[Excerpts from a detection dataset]

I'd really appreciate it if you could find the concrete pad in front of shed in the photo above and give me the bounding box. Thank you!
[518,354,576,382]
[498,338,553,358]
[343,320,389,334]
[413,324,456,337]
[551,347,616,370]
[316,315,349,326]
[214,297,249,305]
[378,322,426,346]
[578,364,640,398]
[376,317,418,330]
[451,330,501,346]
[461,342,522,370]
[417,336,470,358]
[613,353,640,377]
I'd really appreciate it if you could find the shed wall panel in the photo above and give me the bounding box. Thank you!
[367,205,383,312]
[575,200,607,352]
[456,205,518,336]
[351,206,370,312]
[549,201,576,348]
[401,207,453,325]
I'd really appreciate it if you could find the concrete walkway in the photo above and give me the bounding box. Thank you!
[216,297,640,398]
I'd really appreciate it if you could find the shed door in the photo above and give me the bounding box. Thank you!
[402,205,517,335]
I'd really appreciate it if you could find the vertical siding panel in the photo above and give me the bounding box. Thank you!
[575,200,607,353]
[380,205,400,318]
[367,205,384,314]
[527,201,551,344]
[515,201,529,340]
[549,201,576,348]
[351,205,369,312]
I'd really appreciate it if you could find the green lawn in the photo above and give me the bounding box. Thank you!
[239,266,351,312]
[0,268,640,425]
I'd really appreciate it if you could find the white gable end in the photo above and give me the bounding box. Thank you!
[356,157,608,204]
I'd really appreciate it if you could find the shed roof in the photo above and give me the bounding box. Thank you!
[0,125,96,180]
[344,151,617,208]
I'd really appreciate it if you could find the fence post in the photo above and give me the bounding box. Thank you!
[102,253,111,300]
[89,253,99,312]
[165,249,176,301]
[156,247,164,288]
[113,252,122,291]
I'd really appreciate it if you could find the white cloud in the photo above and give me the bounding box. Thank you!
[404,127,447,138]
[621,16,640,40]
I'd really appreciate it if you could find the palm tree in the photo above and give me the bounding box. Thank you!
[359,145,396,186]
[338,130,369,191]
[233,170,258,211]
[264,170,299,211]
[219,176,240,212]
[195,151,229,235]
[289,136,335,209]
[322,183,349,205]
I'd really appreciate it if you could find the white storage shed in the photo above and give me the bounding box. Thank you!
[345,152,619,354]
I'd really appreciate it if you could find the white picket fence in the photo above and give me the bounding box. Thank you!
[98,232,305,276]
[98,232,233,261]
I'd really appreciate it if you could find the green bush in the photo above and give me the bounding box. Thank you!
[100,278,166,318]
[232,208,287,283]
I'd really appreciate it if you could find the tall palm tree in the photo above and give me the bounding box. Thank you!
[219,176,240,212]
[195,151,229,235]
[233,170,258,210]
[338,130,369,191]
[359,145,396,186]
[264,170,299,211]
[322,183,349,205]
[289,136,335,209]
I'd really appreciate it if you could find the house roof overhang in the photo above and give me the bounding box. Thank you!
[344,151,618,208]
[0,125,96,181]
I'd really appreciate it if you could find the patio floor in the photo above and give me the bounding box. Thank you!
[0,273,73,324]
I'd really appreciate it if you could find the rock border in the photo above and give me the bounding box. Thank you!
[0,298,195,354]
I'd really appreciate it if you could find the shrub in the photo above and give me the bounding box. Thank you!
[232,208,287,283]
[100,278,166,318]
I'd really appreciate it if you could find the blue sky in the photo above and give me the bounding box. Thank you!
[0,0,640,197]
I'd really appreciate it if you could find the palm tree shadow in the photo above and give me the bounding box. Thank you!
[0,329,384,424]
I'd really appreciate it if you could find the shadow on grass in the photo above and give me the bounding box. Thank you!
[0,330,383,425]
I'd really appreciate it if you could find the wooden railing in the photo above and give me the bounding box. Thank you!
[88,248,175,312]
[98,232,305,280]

• **What is required**:
Exactly as they are written, print the entries again.

• **Task solution**:
I'd really appreciate it if you could find the concrete pad in front of shed in the photo above and give me the bounding box. Thank you!
[518,354,576,382]
[498,338,553,358]
[343,320,389,334]
[413,324,456,337]
[551,347,616,370]
[316,315,349,326]
[214,297,249,305]
[378,322,426,346]
[578,364,640,398]
[376,317,418,330]
[451,330,501,346]
[461,342,522,370]
[417,336,470,358]
[613,353,640,377]
I'd really appreciate it if you could find the shed wall panel in the photo above and give me the bounding box. Thank you!
[367,205,383,312]
[575,200,607,352]
[456,205,518,336]
[351,206,370,312]
[549,201,576,348]
[401,207,453,325]
I'd really appreciate it if you could find the concrete walkway in the photo above and give me the bounding box. Thank you!
[216,297,640,398]
I'd really appreciate it if you could find the shed door in the photo above and give me the bounding box. Thank you!
[402,205,517,335]
I'd really appreciate it if you could find the vertical siding panel in the photo above and give me the bounding box. Thank you!
[575,200,607,353]
[380,205,400,318]
[367,205,384,314]
[527,201,551,344]
[515,201,529,340]
[549,201,576,348]
[351,205,369,312]
I'd really appreciate it if you could find the green lawn in the photo above and give me the bounding box. Thank you!
[239,266,351,312]
[0,268,640,425]
I'd really appreciate it if you could find the white gable end in the photo above and give me the bounding box. Thank you!
[356,157,608,204]
I'd really appreciate it if you could find the shed roof in the photo above and give me the bounding box. Thank you!
[0,125,96,180]
[344,151,617,208]
I'd really appreciate it if you could find the fence post in the photo above and give me the bounding box. Thank you!
[102,253,111,300]
[89,253,99,312]
[165,249,176,301]
[156,247,164,288]
[113,252,122,291]
I'd really appreciate it if you could find the white cloud in the photo above and give me the bounding box. Thank you!
[404,127,447,138]
[621,16,640,40]
I'd really appreciate it if you could find the palm tree in the photo above and give me the bounding box. Thank you!
[359,145,396,186]
[338,130,369,191]
[233,170,258,211]
[264,170,299,211]
[219,176,240,212]
[195,151,229,235]
[289,136,335,209]
[322,183,349,205]
I'd really appreciate it if you could find the white storage shed in the photo above and give me the bounding box. Thank you!
[345,152,619,354]
I'd really appreciate it if you could find the white picket fence in the photo above and give me the bounding box. Thank you!
[98,232,305,276]
[98,232,233,261]
I'd really appreciate it if you could find the green bush in the photo above and give me the bounding box. Thank you!
[100,278,166,318]
[232,208,287,283]
I'd really appreciate it if you could find the tall palm tree in the photo above and give me the bounding box. Thank you!
[219,176,240,212]
[195,151,229,235]
[233,170,258,210]
[338,130,369,191]
[359,145,396,186]
[264,170,299,211]
[322,183,349,205]
[289,136,335,209]
I'd really appreciate it if you could find the house roof overhang in the photo above and give me the bounding box. Thank you!
[344,151,618,208]
[0,125,96,181]
I'd really appreciate it if you could find the patio floor in the photo above and give me the bounding box. Thank you!
[0,273,73,324]
I'd really appreciate it if you could find the rock border in the photo above and give me the bounding box. Thank you!
[0,298,195,354]
I'd really appreciate it if you could find the shrub in the photo above and give me the bounding box. Thank you!
[232,208,287,283]
[100,278,166,318]
I'd really appreciate it if you could find the blue sky in the photo above and give me the bounding box. Thank you!
[0,0,640,197]
I'd really appreciate it if you could find the palm tree shadow in the photo above and give me the bounding box. Thank you!
[0,329,384,424]
I'd really appreciate it if you could find the shadow on grass in the photo above and give me the bounding box. Thank you!
[0,330,383,425]
I'd really appreciate it if you could find the wooden railing in the photo above and give me the bounding box. Thank you!
[88,248,175,312]
[98,232,305,280]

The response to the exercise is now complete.